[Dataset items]
[start]

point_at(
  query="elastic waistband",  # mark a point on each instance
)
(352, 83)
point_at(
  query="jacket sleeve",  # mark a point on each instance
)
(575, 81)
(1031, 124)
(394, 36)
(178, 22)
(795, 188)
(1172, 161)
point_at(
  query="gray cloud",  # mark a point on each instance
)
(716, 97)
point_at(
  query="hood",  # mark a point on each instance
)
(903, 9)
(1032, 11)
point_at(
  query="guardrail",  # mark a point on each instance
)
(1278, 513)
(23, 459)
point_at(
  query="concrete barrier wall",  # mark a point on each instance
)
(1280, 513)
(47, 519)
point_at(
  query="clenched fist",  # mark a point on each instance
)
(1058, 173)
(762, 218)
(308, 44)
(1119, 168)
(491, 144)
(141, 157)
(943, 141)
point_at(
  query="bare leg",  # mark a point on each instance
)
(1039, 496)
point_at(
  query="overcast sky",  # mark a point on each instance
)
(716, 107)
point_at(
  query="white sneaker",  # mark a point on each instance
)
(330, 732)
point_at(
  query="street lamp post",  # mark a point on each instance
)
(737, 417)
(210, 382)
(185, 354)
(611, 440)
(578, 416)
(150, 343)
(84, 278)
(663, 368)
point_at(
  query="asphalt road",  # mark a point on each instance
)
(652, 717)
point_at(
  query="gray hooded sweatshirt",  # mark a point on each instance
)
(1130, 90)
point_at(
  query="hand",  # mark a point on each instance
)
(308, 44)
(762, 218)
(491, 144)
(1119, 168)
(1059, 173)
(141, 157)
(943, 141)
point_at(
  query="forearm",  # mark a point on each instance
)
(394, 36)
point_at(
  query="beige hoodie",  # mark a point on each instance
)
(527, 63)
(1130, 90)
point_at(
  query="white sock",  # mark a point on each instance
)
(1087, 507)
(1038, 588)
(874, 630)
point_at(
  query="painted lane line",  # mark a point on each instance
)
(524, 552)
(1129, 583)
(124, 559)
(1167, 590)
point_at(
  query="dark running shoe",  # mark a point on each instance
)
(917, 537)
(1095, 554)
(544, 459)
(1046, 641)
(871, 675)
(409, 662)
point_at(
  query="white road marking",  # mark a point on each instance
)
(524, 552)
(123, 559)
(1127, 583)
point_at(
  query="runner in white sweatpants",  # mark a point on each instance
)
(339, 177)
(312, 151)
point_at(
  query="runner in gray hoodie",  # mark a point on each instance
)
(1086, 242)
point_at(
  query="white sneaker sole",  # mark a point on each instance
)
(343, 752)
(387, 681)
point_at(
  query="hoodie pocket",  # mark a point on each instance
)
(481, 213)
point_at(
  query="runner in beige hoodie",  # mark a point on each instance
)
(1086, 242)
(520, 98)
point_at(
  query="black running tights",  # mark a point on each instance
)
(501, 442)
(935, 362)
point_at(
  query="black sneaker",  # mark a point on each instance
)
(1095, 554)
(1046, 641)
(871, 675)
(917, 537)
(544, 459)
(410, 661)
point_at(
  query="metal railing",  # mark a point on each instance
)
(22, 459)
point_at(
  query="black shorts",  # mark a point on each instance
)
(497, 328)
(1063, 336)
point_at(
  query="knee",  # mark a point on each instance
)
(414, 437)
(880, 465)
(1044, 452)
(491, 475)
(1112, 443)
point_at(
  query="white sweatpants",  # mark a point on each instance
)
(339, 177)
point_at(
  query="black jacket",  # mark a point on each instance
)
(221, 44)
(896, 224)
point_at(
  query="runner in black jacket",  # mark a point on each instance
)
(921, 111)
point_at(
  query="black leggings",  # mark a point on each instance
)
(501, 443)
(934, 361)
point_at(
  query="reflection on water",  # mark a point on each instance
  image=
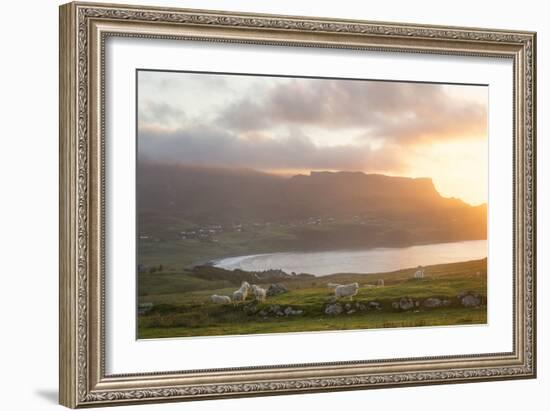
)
(373, 260)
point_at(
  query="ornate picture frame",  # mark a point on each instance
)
(84, 29)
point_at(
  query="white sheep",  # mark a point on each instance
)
(259, 292)
(220, 299)
(241, 293)
(346, 290)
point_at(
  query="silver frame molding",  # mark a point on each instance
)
(84, 27)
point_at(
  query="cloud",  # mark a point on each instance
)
(403, 112)
(204, 145)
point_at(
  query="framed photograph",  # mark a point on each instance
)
(260, 204)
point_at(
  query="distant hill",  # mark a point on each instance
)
(378, 210)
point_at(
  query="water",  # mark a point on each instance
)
(372, 260)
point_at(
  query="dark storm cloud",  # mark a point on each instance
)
(210, 146)
(404, 112)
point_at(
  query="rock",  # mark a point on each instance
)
(273, 309)
(276, 289)
(471, 300)
(374, 305)
(432, 303)
(334, 309)
(361, 306)
(406, 303)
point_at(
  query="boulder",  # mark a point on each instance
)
(432, 303)
(334, 309)
(361, 306)
(374, 305)
(276, 289)
(273, 309)
(406, 303)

[end]

**DIRECTIONS**
Reproduce all of the data exactly; the pictures do not belong in the copy.

**TASK SOLUTION**
point_at(
  query="elastic waistband",  # mark a point on each instance
)
(352, 83)
point_at(
  query="jacket sleeve",  # mark a point on each instance
)
(575, 81)
(1031, 124)
(394, 36)
(178, 22)
(795, 188)
(1172, 161)
point_at(
  query="gray cloud",  # mark a point on each instance
)
(716, 97)
point_at(
  query="hood",  # mark a point on each instance
)
(903, 9)
(1032, 11)
point_at(
  query="guardrail",  # mark a point on each instance
)
(1278, 513)
(23, 459)
point_at(
  query="concrete barrier wall",  # mark a point on each instance
)
(1280, 513)
(47, 519)
point_at(
  query="clenched fist",  # mark a point on each instance
)
(1058, 173)
(762, 218)
(308, 44)
(1119, 168)
(491, 144)
(141, 157)
(943, 141)
point_at(
  query="bare leg",  # mark a point on each instance
)
(1039, 496)
point_at(
  query="overcast sky",  # mark a point on each instance
)
(716, 107)
point_at(
  query="white sneaker",  # mark a point on each instance
)
(330, 732)
point_at(
  query="street lamp post",  # mark a point on each instance
)
(737, 417)
(210, 382)
(185, 354)
(611, 440)
(578, 416)
(150, 343)
(84, 278)
(663, 368)
point_at(
  query="asphalt road",  # mark a point on each instance
)
(652, 717)
point_at(
  query="gray hooded sweatshirt",  # mark a point on each instance
)
(1130, 90)
point_at(
  query="hand",  # mark a point on each instance
)
(308, 44)
(762, 218)
(491, 144)
(1119, 168)
(1059, 173)
(141, 157)
(943, 141)
point_at(
  query="forearm",  # mark a point on each instance
)
(394, 36)
point_at(
  query="beige hoodie",  # mark a point on each instance
)
(527, 63)
(1130, 90)
point_at(
  query="white sock",  # mark a point on each instance
)
(1087, 507)
(1038, 588)
(874, 630)
point_at(
  query="painted lane line",  # mark a point on each instance
)
(524, 552)
(1129, 583)
(124, 559)
(1167, 590)
point_at(
  query="dark running shoe",  # mark a point on each instance
)
(917, 537)
(1095, 554)
(544, 459)
(1046, 641)
(871, 675)
(409, 662)
point_at(
  query="white road marking",  # mark a point on each instance
)
(524, 552)
(123, 559)
(1127, 583)
point_at(
  query="runner in white sweatpants",  # mark a point on each instance
)
(339, 177)
(312, 151)
point_at(
  query="runner in gray hoodie",  # mark a point on each instance
)
(1086, 242)
point_at(
  query="white sneaker sole",  # mark a point on each instance
)
(343, 752)
(387, 681)
point_at(
  query="hoodie pocket",  # mark a point on each instance
)
(481, 213)
point_at(
  query="runner in beige hoodie",  # mark a point on each instance
)
(1086, 242)
(520, 98)
point_at(
  query="black running tights",  # mark a point on each instance
)
(501, 442)
(935, 362)
point_at(
  query="black sneaker",  # mark a point on each instance
)
(1095, 554)
(1046, 641)
(871, 675)
(917, 537)
(544, 459)
(410, 661)
point_at(
  query="metal railing",  # mark a point on each instance
)
(22, 459)
point_at(
  query="black shorts",  # mark a point on each instance
)
(497, 328)
(1063, 336)
point_at(
  query="knee",  # mark a point on each instance
)
(414, 437)
(880, 465)
(1044, 452)
(491, 475)
(1112, 443)
point_at(
  query="white sweatpants",  # mark a point on each instance
)
(339, 177)
point_at(
  query="black jacket",  # mark a point on each instance
)
(221, 44)
(896, 224)
point_at(
  query="runner in black jacket",  # mark a point on each instance
)
(921, 111)
point_at(
  query="black leggings",  # mark a point on each instance
)
(501, 443)
(934, 361)
point_at(
  query="reflection on water",  # mark a point on each instance
  image=
)
(373, 260)
point_at(
  query="ornate picture frame",  # mark a point on each instance
)
(84, 29)
point_at(
  query="white sheep",  # mark a point on each instance
)
(259, 292)
(220, 299)
(241, 293)
(346, 290)
point_at(
  query="silver frame molding",  # mark a point on each instance
)
(84, 27)
point_at(
  query="cloud",  # mark a point on each instance
)
(403, 112)
(204, 145)
point_at(
  query="framed photograph",  # mark a point on each instance
)
(260, 204)
point_at(
  query="distant hill",  # mark a point on each instance
)
(378, 210)
point_at(
  query="water",  # mark a point on each instance
)
(372, 260)
point_at(
  query="dark storm cloud",  # mark a point on each instance
)
(210, 146)
(404, 112)
point_at(
  query="rock",  # mark a point on each instance
)
(273, 309)
(276, 289)
(471, 300)
(374, 305)
(432, 303)
(334, 309)
(361, 306)
(406, 303)
point_at(
  query="boulder",  # mark a point on each instance
)
(432, 303)
(334, 309)
(361, 306)
(374, 305)
(276, 289)
(273, 309)
(406, 303)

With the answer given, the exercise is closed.